**DOCUMENT EXCERPT**

Mark 9: 1 And he said to them, “Truly, I say to you, there are some standing here who will not taste death before they see that the kingdom of God has come with power.”And after six days Jesus took with him Peter and James and John, and led them up a high mountain apart by themselves; and he was transfigured before them, and his garments became glistening, intensely white, as no fuller on earth could bleach them. And there appeared to them Eli′jah with Moses; and they were talking to Jesus. And Peter said to Jesus, “Master it is well that we are here; let us make three booths, one for you and one for Moses and one for Eli′jah.” For he did not know what to say, for they were exceedingly afraid.And a cloud overshadowed them, and a voice came out of the cloud, “This is my beloved Son; listen to him.” And suddenly looking around they no longer saw any one with them but Jesus only.

 

You may have noticed that we have already had a number of sermons from the Gospel of Mark this year, when I wasn’t talking about intimacy, marriage or the Song of Solomon. After talking it over some with Jana and the Elders and sharing it with Worship Commission, it seems good to us and the Holy Spirit too, I think, that we hear even more this year from the Gospel of Mark. Partly because it’s the Gospel that this year’s schedule of Bible readings features most. But also, Mark’s Gospel focuses most intensely and exclusively on an important value in our vision statement: discipleship. By “discipleship” I mean, following Jesus here and now, as best we know how, as Master, teacher, guide and example, if we truly believe certain things about Jesus.

In Mark’s Gospel, what we are to believe about Jesus, and therefore, why we would follow him, does not first come out of the mouth of Jesus, nor even of God Almighty. It comes first from the mouth of his cousin, John the Baptist, who said, “After me comes he who is mightier than I, the thong of whose sandals I am not worthy to stoop down and untie.”

Something about John’s words reached out from the page and clutched me. As I mentioned in a sermon last January, maybe that phrase, “One mightier than I” should be something like a slogan, or a mantra for me this year. For most of my preaching then this year, I’ll follow the Bible reading schedule that the mainstream historic church follows, the lectionary scripture schedule, with an emphasis on discipleship, mostly from Mark’s Gospel, under the theme, “Discipleship: For One Mightier Than We.” And yes, I did check the rules of grammar on whether that should end with “we,” rather than “us” or “ourselves.”

I hope that such a focus does you as much good as it does me. For in a world of moral and political chaos, in the church as well as well as the world, I need to be reminded where my hope and guidance lay. It’s tempting to just fixate on all that is wrong with the world or the church, and search anxiously for ways to try and bend it in my preferred direction. But as sick as John the Baptist was about the state of his world and his people, he did not say, “After me comes the revolution,” nor did he say, “After me comes the restoration.” He said, “After me comes One mightier than I.”

So, in answer to the first question on my outline, my go-to theme and focus this year from Mark’s Gospel will be: “Discipleship: For One Mightier Than We,” whose might we trust to guide and protect us through every loss and all chaos between now and the day when we see fully what the disciples glimpsed for but a moment atop the Mount of Transfiguration.

**DATA EXCERPTS**
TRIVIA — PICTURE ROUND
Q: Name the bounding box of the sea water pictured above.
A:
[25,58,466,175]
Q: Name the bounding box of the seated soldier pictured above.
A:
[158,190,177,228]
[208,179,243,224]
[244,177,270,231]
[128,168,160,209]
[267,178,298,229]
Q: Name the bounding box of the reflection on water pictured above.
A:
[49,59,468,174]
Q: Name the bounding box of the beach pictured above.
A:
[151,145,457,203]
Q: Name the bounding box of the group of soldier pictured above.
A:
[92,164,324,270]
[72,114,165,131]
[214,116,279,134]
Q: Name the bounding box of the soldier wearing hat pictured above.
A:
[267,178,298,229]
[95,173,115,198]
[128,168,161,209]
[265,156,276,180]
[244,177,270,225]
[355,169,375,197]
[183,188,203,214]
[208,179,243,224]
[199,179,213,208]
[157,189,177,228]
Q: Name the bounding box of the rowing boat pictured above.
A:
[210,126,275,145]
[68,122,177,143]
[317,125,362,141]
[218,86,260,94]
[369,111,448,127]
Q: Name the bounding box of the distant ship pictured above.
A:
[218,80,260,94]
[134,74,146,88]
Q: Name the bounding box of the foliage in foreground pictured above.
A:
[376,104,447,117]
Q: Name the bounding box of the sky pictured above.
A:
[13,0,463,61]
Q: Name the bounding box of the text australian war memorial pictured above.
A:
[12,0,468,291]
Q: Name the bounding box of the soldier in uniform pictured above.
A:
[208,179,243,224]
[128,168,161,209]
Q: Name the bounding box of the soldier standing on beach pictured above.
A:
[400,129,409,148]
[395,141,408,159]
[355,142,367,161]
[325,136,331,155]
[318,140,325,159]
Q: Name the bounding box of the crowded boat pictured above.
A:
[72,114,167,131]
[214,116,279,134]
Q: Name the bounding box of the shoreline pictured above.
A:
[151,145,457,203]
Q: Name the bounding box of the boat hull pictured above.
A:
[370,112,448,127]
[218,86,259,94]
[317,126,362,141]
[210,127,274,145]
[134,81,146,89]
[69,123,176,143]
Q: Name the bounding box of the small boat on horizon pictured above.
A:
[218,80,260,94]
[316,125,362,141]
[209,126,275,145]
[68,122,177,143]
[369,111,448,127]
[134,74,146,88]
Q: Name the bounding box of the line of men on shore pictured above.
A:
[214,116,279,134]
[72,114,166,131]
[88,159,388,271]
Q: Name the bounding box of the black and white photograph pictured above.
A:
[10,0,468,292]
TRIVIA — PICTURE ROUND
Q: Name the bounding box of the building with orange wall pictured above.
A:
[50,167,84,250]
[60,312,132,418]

**TO DO**
a – Which disciples does Jesus take with him up the high mountain in the passage that opens the sermon?
b – Which rows contain the string "beach"? Find and copy each one, matching case exactly.
The sermon and the rows have nothing to do with each other.

**RESPONSES FOR EACH TASK**
a – Peter, James, John

b –
Q: Name the bounding box of the beach pictured above.
Q: Name the bounding box of the soldier standing on beach pictured above.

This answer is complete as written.